#### Written request
Retype the part of the spherical mirrors text that begins at the words "There are a" and stops after "centre of curvature.", without changing a thing.

#### Excerpt provided
>> Start

A spherical mirror is a mirror that has the shape of a piece cut out of a spherical surface. There are two types of spherical mirrors: concave mirror and convex mirror. In this article, we will be studying the spherical mirror structure and its different types in detail.
Table of Contents:
History of Spherical Mirrors in Human Civilization
- The first mirrors used by humans were most likely pools of water. The earliest known manufactured mirrors were polished stone pieces.
- Back in 500 AD, Chinese people began making mirrors with silver-mercury amalgams.
- Claudius Ptolemy conducted various experiments with curved polished iron mirrors.
There are a few basic terminologies that one needs to know while studying spherical mirrors, and they are:
Center of Curvature
The point in the centre of the mirror passes through the curve of the mirror and has the same tangent and curvature at that point.
Radius of Curvature
It’s the linear distance between the pole and the centre of curvature.
The imaginary line passes through the optical centre and the centre of curvature of any lens or a spherical mirror.
The midpoint of the spherical mirror.
An aperture of a mirror or lens is a point from which the reflection of light actually happens. It also gives the size of the mirror.
Principal Focus can also be called Focal Point. It’s on the axis of a mirror or lens wherein rays of light parallel to the axis converge or appear to converge after reflection or refraction.
It’s any given point, where light rays parallel to the principal axis, will converge after getting reflected from the mirror.

>> End

#### Record extracts
>> Start

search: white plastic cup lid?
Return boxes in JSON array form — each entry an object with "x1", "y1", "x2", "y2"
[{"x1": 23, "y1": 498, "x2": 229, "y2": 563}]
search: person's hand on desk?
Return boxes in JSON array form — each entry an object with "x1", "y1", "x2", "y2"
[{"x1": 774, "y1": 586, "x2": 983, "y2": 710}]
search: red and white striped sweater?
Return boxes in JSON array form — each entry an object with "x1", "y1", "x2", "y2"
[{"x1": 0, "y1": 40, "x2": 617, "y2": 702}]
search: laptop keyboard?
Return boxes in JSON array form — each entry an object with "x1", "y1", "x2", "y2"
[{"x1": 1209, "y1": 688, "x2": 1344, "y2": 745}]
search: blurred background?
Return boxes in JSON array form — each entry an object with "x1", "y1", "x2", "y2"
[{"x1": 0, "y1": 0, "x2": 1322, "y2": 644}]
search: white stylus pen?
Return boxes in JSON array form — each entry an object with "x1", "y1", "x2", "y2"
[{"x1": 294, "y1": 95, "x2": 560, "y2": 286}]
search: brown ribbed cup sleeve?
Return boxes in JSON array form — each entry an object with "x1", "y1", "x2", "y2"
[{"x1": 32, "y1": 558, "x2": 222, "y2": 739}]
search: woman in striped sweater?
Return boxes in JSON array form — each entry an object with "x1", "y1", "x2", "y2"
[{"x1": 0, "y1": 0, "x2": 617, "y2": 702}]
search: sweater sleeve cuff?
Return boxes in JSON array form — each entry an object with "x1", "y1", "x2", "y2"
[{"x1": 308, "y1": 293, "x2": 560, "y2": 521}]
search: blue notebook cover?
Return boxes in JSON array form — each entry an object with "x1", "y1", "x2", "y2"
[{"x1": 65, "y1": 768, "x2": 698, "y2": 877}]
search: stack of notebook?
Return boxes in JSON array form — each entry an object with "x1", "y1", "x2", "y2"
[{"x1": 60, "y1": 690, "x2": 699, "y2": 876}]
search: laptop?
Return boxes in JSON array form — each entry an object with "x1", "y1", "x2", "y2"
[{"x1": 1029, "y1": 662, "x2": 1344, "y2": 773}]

>> End

#### Written response
There are a few basic terminologies that one needs to know while studying spherical mirrors, and they are:
Center of Curvature
The point in the centre of the mirror passes through the curve of the mirror and has the same tangent and curvature at that point.
Radius of Curvature
It’s the linear distance between the pole and the centre of curvature.